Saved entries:
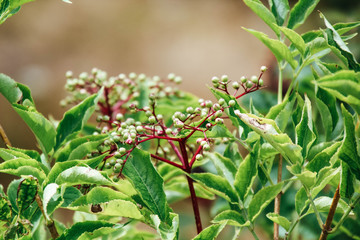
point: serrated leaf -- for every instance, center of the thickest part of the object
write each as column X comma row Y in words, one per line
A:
column 147, row 182
column 75, row 118
column 278, row 48
column 344, row 85
column 348, row 150
column 299, row 13
column 217, row 184
column 247, row 173
column 9, row 89
column 82, row 175
column 210, row 232
column 231, row 217
column 282, row 221
column 59, row 167
column 108, row 202
column 268, row 129
column 280, row 9
column 42, row 128
column 305, row 135
column 79, row 147
column 263, row 198
column 224, row 166
column 335, row 40
column 80, row 228
column 21, row 166
column 263, row 13
column 295, row 39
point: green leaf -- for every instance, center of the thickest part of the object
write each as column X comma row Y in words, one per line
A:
column 167, row 231
column 108, row 202
column 295, row 39
column 59, row 167
column 22, row 166
column 75, row 118
column 299, row 13
column 282, row 221
column 347, row 181
column 8, row 88
column 268, row 129
column 217, row 184
column 247, row 173
column 280, row 9
column 39, row 125
column 147, row 182
column 82, row 175
column 78, row 148
column 231, row 217
column 263, row 13
column 263, row 198
column 210, row 232
column 26, row 193
column 305, row 135
column 344, row 85
column 224, row 166
column 80, row 228
column 335, row 40
column 278, row 48
column 348, row 150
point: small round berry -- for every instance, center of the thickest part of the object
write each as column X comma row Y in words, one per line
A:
column 232, row 103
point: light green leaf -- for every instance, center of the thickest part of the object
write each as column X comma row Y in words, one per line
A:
column 263, row 13
column 75, row 118
column 280, row 9
column 39, row 125
column 268, row 129
column 305, row 135
column 224, row 166
column 247, row 173
column 263, row 198
column 108, row 202
column 210, row 232
column 147, row 182
column 82, row 175
column 348, row 150
column 231, row 217
column 9, row 89
column 279, row 49
column 300, row 12
column 344, row 85
column 79, row 147
column 22, row 166
column 58, row 168
column 217, row 184
column 295, row 39
column 282, row 221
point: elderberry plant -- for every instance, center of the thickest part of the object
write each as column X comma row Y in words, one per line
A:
column 154, row 145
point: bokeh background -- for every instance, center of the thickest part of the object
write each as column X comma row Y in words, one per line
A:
column 194, row 39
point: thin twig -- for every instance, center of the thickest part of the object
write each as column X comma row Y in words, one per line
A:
column 277, row 200
column 4, row 137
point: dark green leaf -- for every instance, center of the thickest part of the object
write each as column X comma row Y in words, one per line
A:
column 42, row 128
column 280, row 9
column 348, row 150
column 263, row 13
column 300, row 12
column 147, row 182
column 247, row 173
column 263, row 198
column 278, row 48
column 75, row 118
column 219, row 185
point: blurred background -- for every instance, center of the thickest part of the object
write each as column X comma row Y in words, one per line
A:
column 194, row 39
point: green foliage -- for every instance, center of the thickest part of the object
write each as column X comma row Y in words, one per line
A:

__Exercise details__: Across the preceding records, count the lines with the word "background" in them and give that figure alone.

__Output for this task__: 2